[Okunacak metin]:

Sayıştay şaşkın 2,5 MİLYON DOLARLIK 'DA VİNCİ ROBOTU' KAYIP

Sayıştay şaşkın 2,5 MİLYON DOLARLIK 'DA VİNCİ ROBOTU' KAYIP

Sayıştay, şehir hastanelerindeki usulsüzlüklere ilişkin bir dizi olumsuz tespitte bulundu. Sayıştay raporunda Bilkent Şehir Hastanesi’ni işleten şirketin, maddi değeri yüksek olan Da Vinci robot ile lazer eximer cihazını Sağlık Bakanlığı’na teslim etmediği saptandı. Her iki cihazın piyasa değerinin 22 milyon TL’yi bulduğu belirtiliyor. 

 

Sayıştay’ın Sağlık Bakanlığı 2019 Yılı Denetim Raporu’nda şehir hastanelerinde yaşanan usulsüzlükler teker teker tespit edilirken, hastaneleri yapan şirketlerin sözleşme hükümlerine uymadıkları örnekler halinde açıklandı.

[Yapılacak işler]:
• a. Sayıştay haberinde “Sayıştay, şehir hastanelerindeki” sözlerinden “örnekler halinde açıklandı.” sözlerine kadar olan bölümü hiç değiştirmeden tekrarlayın.
• b. Sayıştay haberini kaldığı yerden sürdürün.
Aşağıdaki kayıtların bu metinle hiçbir ilgisi yok.

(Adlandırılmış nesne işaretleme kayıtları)
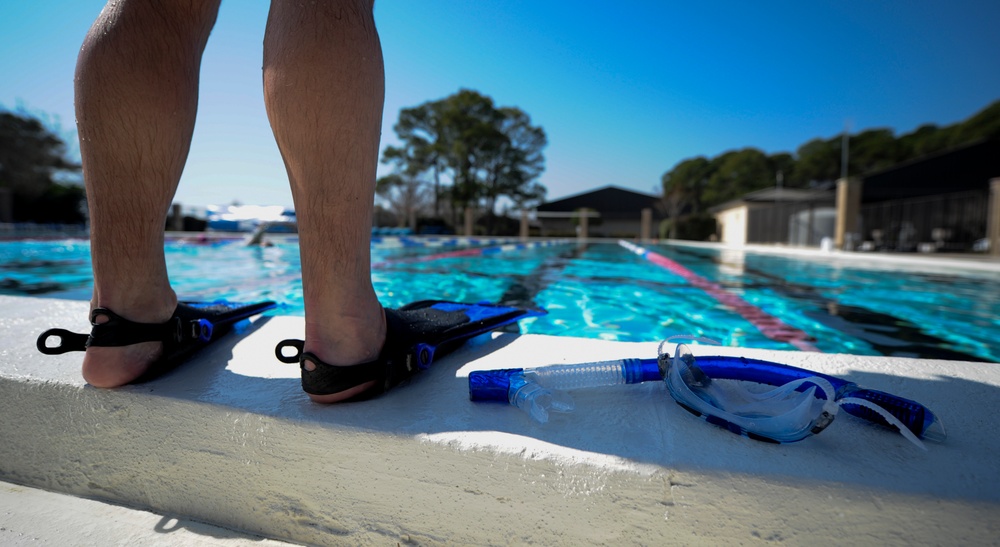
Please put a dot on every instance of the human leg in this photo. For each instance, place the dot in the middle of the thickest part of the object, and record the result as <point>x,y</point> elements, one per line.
<point>323,88</point>
<point>136,96</point>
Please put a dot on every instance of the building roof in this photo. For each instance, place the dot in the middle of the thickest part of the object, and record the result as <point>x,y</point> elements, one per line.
<point>958,170</point>
<point>779,195</point>
<point>607,201</point>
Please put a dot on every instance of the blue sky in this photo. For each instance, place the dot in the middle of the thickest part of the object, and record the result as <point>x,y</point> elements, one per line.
<point>624,90</point>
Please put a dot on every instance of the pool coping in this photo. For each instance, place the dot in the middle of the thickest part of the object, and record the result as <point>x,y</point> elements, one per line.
<point>230,440</point>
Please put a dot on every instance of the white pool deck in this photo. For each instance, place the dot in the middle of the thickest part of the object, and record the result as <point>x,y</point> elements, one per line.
<point>227,450</point>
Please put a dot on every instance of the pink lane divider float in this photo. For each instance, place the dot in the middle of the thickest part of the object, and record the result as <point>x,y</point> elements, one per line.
<point>767,324</point>
<point>476,251</point>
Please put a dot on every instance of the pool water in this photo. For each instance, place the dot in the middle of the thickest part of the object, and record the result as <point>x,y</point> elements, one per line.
<point>600,290</point>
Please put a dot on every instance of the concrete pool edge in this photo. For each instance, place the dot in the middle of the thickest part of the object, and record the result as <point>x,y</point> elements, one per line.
<point>230,440</point>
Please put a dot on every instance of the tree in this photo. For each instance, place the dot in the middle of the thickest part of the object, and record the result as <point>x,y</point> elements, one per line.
<point>405,196</point>
<point>697,183</point>
<point>737,173</point>
<point>484,152</point>
<point>682,189</point>
<point>35,171</point>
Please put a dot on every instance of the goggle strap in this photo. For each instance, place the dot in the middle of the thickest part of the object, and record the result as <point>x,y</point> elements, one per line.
<point>893,421</point>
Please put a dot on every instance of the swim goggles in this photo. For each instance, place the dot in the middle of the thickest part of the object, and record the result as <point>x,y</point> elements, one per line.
<point>758,399</point>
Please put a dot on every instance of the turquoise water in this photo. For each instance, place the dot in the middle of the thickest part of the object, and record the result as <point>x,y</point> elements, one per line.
<point>598,291</point>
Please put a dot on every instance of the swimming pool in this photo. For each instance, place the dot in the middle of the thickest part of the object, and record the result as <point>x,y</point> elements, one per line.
<point>598,290</point>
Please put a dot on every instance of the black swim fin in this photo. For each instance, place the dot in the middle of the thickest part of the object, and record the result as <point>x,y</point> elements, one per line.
<point>416,335</point>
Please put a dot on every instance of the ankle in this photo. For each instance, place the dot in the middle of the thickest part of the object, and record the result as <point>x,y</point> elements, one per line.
<point>149,306</point>
<point>346,340</point>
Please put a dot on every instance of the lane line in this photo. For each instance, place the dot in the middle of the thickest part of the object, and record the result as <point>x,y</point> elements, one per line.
<point>769,325</point>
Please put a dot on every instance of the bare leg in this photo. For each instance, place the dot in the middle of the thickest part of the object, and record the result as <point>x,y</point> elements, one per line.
<point>136,96</point>
<point>324,88</point>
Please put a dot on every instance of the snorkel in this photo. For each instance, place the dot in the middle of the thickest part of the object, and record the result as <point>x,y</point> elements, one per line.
<point>761,400</point>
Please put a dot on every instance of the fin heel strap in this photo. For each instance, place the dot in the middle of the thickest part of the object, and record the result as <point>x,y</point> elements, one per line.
<point>388,370</point>
<point>117,331</point>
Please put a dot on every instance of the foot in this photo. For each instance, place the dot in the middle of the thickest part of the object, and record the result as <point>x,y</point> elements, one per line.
<point>353,341</point>
<point>107,367</point>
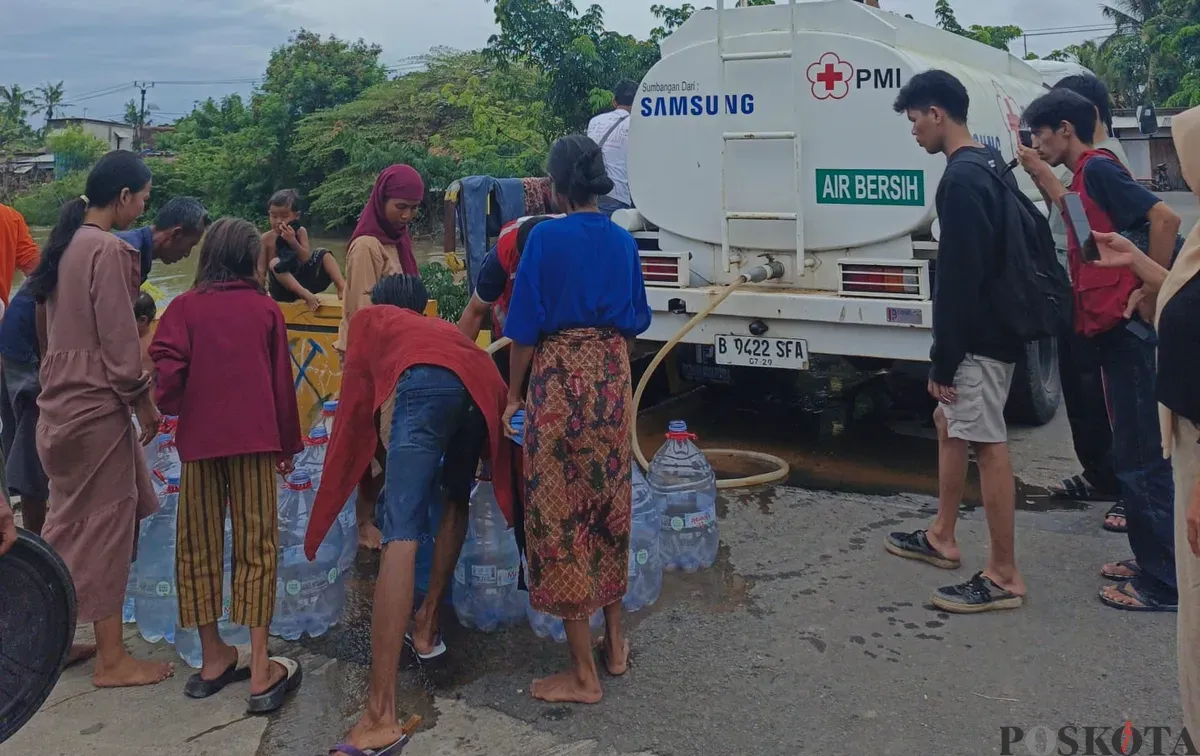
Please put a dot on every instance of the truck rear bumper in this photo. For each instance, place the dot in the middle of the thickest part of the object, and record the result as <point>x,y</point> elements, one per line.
<point>894,329</point>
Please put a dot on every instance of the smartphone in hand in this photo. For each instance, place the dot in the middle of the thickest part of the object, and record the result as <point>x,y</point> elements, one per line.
<point>1074,214</point>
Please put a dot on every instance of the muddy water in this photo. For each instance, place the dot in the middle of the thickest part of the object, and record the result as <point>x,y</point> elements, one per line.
<point>178,279</point>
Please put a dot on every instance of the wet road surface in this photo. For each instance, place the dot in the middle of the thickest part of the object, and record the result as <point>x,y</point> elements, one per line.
<point>805,636</point>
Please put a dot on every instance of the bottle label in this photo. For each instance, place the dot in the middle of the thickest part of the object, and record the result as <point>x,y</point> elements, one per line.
<point>507,577</point>
<point>691,521</point>
<point>484,574</point>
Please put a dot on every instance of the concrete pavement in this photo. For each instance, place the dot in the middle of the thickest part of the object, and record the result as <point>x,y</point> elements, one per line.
<point>804,639</point>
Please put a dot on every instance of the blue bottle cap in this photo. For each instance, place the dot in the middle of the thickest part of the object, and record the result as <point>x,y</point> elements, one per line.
<point>517,424</point>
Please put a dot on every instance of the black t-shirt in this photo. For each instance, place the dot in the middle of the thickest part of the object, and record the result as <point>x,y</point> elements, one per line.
<point>1179,352</point>
<point>970,252</point>
<point>1117,193</point>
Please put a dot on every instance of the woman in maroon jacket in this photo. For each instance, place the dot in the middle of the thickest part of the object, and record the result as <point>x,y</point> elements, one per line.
<point>223,365</point>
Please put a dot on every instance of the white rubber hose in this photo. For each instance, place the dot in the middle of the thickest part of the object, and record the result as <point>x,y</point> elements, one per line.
<point>781,467</point>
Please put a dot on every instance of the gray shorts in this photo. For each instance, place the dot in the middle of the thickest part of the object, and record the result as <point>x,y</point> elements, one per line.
<point>977,414</point>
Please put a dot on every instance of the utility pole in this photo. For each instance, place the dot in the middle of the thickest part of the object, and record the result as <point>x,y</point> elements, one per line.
<point>142,113</point>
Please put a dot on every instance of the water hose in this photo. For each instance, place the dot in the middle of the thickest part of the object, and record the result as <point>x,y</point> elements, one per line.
<point>781,469</point>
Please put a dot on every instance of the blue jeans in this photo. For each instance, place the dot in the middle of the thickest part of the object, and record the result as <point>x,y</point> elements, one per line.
<point>435,418</point>
<point>1146,485</point>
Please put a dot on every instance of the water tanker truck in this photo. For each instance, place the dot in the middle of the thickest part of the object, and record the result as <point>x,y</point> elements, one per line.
<point>766,135</point>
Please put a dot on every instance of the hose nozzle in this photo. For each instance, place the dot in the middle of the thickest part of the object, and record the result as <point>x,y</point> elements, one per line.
<point>774,269</point>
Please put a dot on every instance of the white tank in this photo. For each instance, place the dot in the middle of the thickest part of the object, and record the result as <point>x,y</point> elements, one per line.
<point>864,180</point>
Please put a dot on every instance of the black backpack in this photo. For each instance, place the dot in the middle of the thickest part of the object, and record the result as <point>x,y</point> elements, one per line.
<point>1031,294</point>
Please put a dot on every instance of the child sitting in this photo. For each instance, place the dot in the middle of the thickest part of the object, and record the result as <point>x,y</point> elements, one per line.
<point>144,311</point>
<point>297,270</point>
<point>225,370</point>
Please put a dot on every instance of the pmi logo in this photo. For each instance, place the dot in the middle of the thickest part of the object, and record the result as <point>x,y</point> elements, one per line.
<point>1121,741</point>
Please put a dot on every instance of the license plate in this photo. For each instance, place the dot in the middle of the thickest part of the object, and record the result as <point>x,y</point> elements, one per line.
<point>759,352</point>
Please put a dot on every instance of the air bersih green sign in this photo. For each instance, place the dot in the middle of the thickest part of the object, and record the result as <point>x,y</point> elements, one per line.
<point>870,187</point>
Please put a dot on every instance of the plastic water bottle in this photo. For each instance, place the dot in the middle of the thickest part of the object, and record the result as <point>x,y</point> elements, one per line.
<point>485,580</point>
<point>328,411</point>
<point>348,520</point>
<point>155,600</point>
<point>307,593</point>
<point>645,556</point>
<point>685,487</point>
<point>312,459</point>
<point>187,642</point>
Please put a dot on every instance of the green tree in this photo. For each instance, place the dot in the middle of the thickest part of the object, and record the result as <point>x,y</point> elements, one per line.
<point>75,149</point>
<point>48,99</point>
<point>993,36</point>
<point>310,73</point>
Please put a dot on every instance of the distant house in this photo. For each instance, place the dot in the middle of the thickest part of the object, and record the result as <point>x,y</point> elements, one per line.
<point>1147,153</point>
<point>115,135</point>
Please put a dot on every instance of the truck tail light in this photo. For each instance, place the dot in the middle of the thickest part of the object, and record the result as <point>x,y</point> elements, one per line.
<point>665,269</point>
<point>891,280</point>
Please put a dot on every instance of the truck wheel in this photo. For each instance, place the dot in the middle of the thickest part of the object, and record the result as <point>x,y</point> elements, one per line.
<point>1037,391</point>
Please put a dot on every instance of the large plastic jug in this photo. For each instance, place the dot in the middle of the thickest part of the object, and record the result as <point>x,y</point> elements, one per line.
<point>485,580</point>
<point>155,600</point>
<point>685,487</point>
<point>645,556</point>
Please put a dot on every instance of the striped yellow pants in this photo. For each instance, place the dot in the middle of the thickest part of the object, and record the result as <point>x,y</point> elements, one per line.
<point>247,485</point>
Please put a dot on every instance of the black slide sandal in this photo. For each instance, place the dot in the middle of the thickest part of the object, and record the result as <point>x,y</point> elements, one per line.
<point>273,697</point>
<point>238,672</point>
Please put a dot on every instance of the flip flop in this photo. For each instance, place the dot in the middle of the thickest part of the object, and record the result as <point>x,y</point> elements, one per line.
<point>1129,564</point>
<point>274,696</point>
<point>408,729</point>
<point>238,672</point>
<point>1077,487</point>
<point>916,546</point>
<point>1116,510</point>
<point>439,649</point>
<point>1147,605</point>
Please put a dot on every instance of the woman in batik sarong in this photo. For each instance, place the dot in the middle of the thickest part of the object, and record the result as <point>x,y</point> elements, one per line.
<point>577,304</point>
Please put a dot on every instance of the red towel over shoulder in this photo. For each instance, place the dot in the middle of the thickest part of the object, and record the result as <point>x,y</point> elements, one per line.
<point>383,342</point>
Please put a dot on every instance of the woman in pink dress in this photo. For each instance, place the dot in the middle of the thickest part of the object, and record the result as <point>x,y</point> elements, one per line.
<point>93,381</point>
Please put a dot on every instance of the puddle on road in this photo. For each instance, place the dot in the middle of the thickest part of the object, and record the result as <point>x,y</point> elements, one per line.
<point>857,443</point>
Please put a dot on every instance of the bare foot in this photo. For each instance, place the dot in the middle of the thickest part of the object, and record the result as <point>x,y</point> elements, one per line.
<point>130,672</point>
<point>617,663</point>
<point>371,733</point>
<point>567,688</point>
<point>370,537</point>
<point>81,652</point>
<point>276,672</point>
<point>220,665</point>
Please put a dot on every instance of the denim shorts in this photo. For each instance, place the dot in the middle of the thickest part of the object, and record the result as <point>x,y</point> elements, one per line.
<point>437,437</point>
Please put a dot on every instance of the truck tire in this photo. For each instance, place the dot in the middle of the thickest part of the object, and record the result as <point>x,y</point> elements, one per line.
<point>1037,390</point>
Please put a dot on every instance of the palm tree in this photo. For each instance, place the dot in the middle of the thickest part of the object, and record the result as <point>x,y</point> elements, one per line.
<point>49,99</point>
<point>13,101</point>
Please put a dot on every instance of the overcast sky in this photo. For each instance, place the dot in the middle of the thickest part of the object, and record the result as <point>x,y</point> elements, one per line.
<point>100,47</point>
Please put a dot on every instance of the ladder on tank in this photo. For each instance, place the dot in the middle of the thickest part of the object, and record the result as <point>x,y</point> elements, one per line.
<point>792,57</point>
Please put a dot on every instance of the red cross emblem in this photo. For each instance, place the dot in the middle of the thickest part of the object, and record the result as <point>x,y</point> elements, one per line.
<point>831,77</point>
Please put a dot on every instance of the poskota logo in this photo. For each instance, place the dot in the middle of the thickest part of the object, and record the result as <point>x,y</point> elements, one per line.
<point>1116,741</point>
<point>831,77</point>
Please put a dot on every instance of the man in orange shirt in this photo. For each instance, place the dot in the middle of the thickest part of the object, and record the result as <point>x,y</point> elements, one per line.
<point>17,250</point>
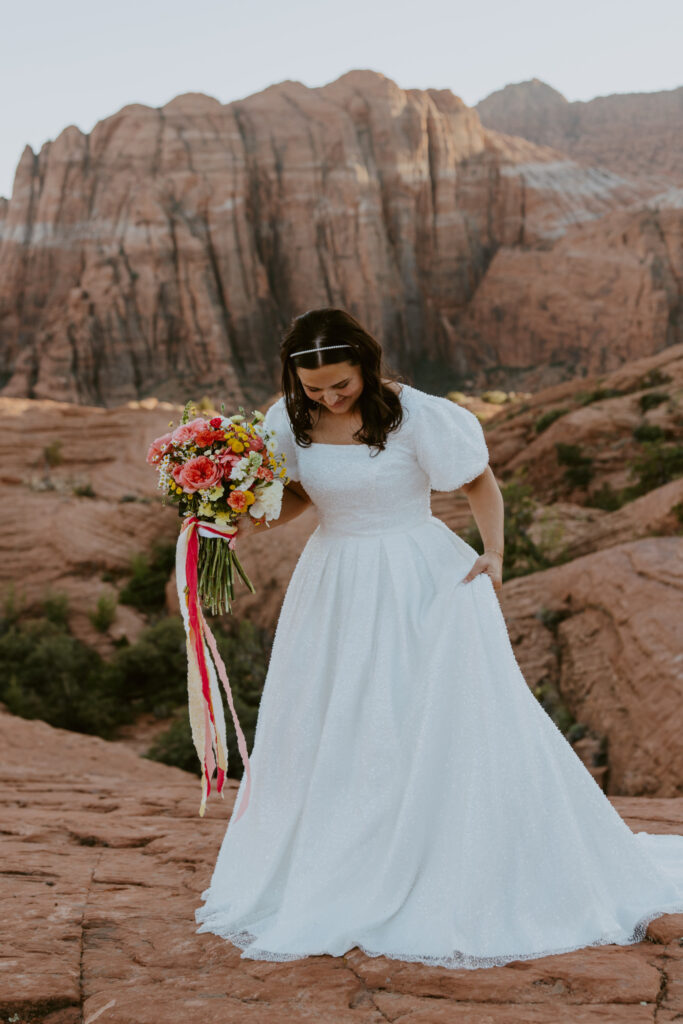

[Sırayla yanıtlar]:
• a.
Sayıştay, şehir hastanelerindeki usulsüzlüklere ilişkin bir dizi olumsuz tespitte bulundu. Sayıştay raporunda Bilkent Şehir Hastanesi’ni işleten şirketin, maddi değeri yüksek olan Da Vinci robot ile lazer eximer cihazını Sağlık Bakanlığı’na teslim etmediği saptandı. Her iki cihazın piyasa değerinin 22 milyon TL’yi bulduğu belirtiliyor. 

 

Sayıştay’ın Sağlık Bakanlığı 2019 Yılı Denetim Raporu’nda şehir hastanelerinde yaşanan usulsüzlükler teker teker tespit edilirken, hastaneleri yapan şirketlerin sözleşme hükümlerine uymadıkları örnekler halinde açıklandı.

• b.
Buna göre; Ankara Bilkent Şehir Hastanesi’nde Sağlık Bakanlığı’na teslim edilmesi gereken tıbbi cihazların bir kısmı depoda bekletilirken, bir kısmının da Mersin Şehir Hastanesi’nde olduğu ortaya çıktı.

Sayıştay denetçileri Sağlık Bakanlığı görevlileri ile Bilkent Şehir Hastanesi deposuna da giderek yerinde inceleme yaptılar. Bu inceleme rapora şöyle yansıdı:

“İdare personeli ile mahallinde yapılan depo sayımında, 294 tane tıbbi ekipmanın depoda tutulduğu ve İdareye teslim edilmediğinden sağlık hizmet sunumu için kullanılamadığı anlaşılmıştır... Söz konusu firma tarafından gelen dokümanlar incelendiğinde, bazı cihazların Mersin Şehir Hastanesi’nde kalibre edildiği tespit edilmiştir. Söz konusu cihazların maliyetinin Mersin Şehir Hastanesi’nin toplam sabit yatırım tutarına mı yoksa Ankara Bilkent Şehir Hastanesi’nin toplam sabit yatırım tutarına mı dahil edildiği ise anlaşılamamıştır.”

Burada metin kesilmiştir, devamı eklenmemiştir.